| EXERCISE AIM |
Begin at the line that contains "Where can the mango" and repeat every line from there to the end of the records below, inclusive, without adding any other line.

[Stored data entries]
— begin —

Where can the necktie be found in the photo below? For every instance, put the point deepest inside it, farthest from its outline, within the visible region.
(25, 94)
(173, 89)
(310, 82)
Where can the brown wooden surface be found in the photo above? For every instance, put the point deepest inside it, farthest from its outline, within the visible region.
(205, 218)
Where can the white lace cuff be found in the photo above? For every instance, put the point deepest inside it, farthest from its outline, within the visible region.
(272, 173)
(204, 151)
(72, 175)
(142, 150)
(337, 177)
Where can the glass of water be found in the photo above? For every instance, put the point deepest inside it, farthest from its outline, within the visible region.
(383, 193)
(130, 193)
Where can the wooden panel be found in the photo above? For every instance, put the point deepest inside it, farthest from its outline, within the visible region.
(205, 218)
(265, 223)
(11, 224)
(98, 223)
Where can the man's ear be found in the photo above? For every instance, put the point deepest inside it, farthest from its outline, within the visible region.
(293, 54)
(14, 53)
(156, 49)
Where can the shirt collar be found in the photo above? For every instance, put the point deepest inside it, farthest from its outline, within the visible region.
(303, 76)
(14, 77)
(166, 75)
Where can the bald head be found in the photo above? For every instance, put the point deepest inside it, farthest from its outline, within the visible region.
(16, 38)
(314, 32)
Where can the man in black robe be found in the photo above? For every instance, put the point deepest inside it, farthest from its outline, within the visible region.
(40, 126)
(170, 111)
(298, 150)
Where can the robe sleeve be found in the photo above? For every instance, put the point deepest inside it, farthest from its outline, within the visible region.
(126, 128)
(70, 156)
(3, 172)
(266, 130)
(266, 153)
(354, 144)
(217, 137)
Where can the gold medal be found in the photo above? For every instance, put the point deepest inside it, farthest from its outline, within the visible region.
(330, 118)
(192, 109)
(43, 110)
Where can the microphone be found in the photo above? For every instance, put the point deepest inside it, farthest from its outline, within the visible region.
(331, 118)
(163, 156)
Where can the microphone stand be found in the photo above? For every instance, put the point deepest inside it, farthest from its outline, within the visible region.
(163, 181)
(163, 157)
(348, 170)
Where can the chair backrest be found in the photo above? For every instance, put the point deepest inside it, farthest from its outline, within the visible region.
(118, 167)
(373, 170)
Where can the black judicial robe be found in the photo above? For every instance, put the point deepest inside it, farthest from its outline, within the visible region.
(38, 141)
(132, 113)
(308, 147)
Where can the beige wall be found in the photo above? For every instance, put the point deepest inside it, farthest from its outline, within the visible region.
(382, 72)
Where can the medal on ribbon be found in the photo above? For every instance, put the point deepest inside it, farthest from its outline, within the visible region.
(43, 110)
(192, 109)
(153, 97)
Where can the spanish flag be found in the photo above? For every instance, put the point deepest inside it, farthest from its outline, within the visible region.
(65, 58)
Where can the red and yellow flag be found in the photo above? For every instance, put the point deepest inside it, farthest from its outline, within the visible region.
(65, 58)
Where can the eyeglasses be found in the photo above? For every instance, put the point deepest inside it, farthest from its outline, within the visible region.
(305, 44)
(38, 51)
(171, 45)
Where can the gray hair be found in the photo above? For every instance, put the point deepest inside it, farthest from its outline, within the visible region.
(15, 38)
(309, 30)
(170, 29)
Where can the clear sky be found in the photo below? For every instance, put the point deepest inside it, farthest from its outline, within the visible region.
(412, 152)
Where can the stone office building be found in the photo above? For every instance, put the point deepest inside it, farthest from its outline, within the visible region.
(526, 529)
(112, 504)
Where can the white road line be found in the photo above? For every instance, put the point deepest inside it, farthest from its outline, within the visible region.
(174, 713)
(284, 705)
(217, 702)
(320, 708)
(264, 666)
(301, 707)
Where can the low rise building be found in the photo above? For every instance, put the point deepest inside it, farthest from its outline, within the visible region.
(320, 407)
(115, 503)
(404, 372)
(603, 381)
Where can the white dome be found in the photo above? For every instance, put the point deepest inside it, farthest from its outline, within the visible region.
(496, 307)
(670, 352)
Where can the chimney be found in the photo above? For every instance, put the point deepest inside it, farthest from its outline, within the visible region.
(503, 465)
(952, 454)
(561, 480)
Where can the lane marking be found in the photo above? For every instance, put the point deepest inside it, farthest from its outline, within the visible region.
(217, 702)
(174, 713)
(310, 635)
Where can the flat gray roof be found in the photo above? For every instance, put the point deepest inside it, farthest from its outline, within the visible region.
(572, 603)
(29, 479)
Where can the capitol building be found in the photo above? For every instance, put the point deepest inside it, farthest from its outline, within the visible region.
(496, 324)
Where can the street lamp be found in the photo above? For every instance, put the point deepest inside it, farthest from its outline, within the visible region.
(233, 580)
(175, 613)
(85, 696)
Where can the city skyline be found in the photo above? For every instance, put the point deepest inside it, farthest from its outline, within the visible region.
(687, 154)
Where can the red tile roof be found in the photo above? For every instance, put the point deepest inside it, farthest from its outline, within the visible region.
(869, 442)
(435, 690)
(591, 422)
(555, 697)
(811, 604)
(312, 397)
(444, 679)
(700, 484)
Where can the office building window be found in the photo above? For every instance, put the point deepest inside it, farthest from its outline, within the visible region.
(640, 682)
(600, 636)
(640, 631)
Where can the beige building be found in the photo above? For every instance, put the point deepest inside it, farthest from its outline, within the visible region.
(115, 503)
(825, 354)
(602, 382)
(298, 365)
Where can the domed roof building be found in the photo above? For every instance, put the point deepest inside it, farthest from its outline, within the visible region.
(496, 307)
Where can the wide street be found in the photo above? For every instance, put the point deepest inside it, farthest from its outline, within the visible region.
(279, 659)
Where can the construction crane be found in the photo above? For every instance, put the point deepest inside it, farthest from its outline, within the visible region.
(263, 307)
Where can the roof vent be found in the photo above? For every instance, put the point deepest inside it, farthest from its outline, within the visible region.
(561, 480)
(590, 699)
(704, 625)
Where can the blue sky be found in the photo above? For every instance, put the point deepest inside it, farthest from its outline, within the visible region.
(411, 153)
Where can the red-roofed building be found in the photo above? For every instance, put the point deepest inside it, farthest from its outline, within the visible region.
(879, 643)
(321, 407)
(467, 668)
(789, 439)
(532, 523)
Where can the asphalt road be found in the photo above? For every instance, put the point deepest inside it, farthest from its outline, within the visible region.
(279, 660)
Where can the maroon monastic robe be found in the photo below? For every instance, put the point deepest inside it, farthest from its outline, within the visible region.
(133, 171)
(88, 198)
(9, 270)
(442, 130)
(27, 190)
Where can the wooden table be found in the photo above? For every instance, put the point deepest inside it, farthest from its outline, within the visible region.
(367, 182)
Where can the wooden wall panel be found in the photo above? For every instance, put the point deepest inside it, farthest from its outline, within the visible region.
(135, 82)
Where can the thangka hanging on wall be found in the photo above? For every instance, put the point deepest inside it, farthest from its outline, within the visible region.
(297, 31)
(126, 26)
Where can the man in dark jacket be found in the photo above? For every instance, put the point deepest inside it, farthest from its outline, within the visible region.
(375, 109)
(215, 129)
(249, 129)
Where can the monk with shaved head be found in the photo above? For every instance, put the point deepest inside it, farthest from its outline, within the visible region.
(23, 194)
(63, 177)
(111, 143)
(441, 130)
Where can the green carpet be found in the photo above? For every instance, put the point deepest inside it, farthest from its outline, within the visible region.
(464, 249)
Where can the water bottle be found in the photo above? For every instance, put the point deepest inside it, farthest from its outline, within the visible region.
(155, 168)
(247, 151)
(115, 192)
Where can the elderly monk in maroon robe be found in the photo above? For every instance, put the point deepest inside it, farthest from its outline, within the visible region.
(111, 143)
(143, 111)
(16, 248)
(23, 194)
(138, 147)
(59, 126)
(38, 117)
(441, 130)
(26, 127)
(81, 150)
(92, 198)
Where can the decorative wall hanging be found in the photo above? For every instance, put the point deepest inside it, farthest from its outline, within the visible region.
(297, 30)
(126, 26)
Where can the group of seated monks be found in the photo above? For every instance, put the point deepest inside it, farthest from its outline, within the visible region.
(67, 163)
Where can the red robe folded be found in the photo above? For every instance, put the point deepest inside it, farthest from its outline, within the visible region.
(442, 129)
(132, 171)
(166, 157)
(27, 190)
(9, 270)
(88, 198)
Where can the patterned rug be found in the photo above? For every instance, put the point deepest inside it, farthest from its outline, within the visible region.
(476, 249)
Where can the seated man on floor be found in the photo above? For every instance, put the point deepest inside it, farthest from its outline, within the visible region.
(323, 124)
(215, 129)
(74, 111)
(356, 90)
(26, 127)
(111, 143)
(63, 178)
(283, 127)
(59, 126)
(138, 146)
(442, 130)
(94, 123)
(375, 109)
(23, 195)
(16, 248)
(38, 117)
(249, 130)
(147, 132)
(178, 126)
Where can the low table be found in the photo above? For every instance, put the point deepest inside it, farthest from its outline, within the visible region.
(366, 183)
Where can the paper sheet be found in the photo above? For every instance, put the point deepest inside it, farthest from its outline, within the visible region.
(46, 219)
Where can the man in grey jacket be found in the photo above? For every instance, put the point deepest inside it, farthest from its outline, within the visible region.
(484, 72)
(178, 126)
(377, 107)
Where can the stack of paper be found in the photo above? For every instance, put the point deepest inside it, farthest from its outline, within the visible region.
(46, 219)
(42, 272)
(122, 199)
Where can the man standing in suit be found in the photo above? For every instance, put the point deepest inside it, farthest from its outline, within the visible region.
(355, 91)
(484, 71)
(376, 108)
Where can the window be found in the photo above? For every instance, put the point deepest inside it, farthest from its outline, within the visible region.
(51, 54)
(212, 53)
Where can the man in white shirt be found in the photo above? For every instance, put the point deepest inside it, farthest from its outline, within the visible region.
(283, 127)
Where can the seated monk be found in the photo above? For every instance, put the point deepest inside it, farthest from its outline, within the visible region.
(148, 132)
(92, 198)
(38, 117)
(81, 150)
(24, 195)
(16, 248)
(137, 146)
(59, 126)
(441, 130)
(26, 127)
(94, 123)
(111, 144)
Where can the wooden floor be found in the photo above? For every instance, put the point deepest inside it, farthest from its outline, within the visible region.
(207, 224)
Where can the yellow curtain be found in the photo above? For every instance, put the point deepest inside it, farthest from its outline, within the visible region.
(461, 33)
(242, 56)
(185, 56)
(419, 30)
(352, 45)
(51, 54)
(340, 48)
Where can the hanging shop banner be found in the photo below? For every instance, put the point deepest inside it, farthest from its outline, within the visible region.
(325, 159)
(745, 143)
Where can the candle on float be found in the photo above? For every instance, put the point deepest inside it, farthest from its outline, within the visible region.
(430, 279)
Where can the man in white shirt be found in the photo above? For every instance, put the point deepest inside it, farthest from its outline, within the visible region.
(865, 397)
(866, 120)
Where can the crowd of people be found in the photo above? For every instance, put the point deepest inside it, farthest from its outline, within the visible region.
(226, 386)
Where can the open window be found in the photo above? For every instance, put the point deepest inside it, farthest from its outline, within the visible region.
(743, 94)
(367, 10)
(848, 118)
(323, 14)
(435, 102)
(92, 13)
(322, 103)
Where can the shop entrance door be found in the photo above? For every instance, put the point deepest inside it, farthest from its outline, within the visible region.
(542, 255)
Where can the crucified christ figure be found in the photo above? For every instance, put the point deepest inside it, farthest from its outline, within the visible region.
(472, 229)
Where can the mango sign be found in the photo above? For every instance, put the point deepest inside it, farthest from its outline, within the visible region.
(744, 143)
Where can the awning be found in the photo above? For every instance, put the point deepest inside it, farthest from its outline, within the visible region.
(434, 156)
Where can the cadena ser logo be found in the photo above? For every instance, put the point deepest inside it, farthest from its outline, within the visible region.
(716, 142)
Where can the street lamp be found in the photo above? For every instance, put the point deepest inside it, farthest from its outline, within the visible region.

— end —

| WRITTEN ANSWER |
Where can the mango sign be found in the photo above? For every instance, put the point deepest inside it, farthest from its outline, within the visible region.
(744, 143)
Where can the awning be found in the photo above? For every instance, put the point deepest inside it, farthest from its outline, within the visible region.
(434, 156)
Where can the cadena ser logo be found in the photo above? For every instance, put the point deepest inside it, farthest from its outline, within the visible region.
(716, 142)
Where can the street lamp be found in the photo above? For every instance, put the point deepest inside it, farthest from its outline, within the visible region.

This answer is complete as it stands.